Copy out the data below, substituting "object" for every occurrence of "instance" and leaving everything else unchanged. Omit the pictures from your copy.

Boundary labeling items
— Begin —

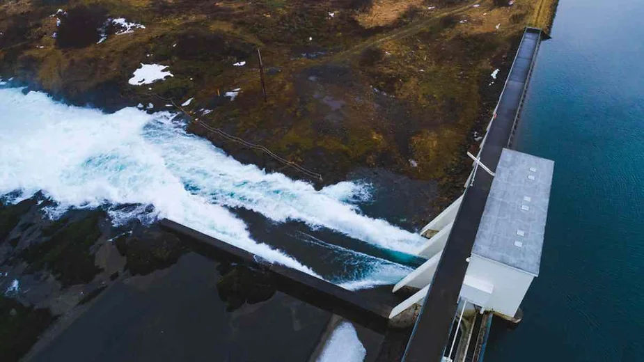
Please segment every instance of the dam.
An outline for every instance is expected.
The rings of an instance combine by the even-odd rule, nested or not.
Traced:
[[[263,265],[282,290],[375,331],[422,304],[404,361],[480,361],[492,315],[520,321],[519,306],[539,273],[553,162],[512,150],[512,141],[544,36],[525,29],[480,151],[470,155],[463,195],[421,231],[427,241],[416,253],[427,261],[393,287],[417,290],[407,298],[369,300],[171,220],[162,225],[205,250]]]

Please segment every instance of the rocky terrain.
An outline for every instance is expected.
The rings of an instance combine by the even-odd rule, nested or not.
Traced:
[[[237,159],[317,186],[365,168],[435,182],[439,196],[425,219],[461,192],[466,151],[478,150],[524,26],[549,28],[556,4],[2,0],[0,86],[105,112],[180,111],[190,132]],[[171,77],[137,84],[141,65]],[[149,274],[183,253],[174,236],[113,228],[100,210],[52,221],[43,196],[10,198],[0,202],[0,281],[8,285],[0,355],[8,360],[124,274]],[[230,279],[224,290],[234,292]],[[235,293],[230,308],[246,300]]]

— End —

**Completed task:**
Please segment every object of the dam.
An outline for every object is expected.
The rings of an object combine by the even-odd rule, nested or not.
Traced:
[[[263,265],[282,290],[375,331],[422,304],[404,361],[480,361],[492,315],[520,321],[519,306],[539,273],[553,162],[512,150],[512,141],[544,36],[525,29],[480,151],[470,155],[463,195],[421,231],[427,241],[416,253],[427,261],[393,287],[417,290],[407,298],[369,300],[171,220],[162,225],[205,250]]]

Please segment every object of the rocky terrain.
An outline for every object is expected.
The rings of an object combine by the even-odd rule, nested or not.
Traced:
[[[237,159],[317,186],[365,168],[435,182],[439,196],[425,219],[461,192],[466,151],[478,150],[524,26],[549,28],[556,4],[2,0],[0,86],[105,112],[180,111],[190,132]],[[171,77],[137,84],[141,65]],[[149,274],[183,253],[174,236],[113,228],[100,210],[52,221],[43,196],[10,198],[0,202],[0,281],[8,285],[0,355],[8,360],[124,274]],[[230,279],[224,290],[234,292]],[[235,293],[230,308],[246,300]]]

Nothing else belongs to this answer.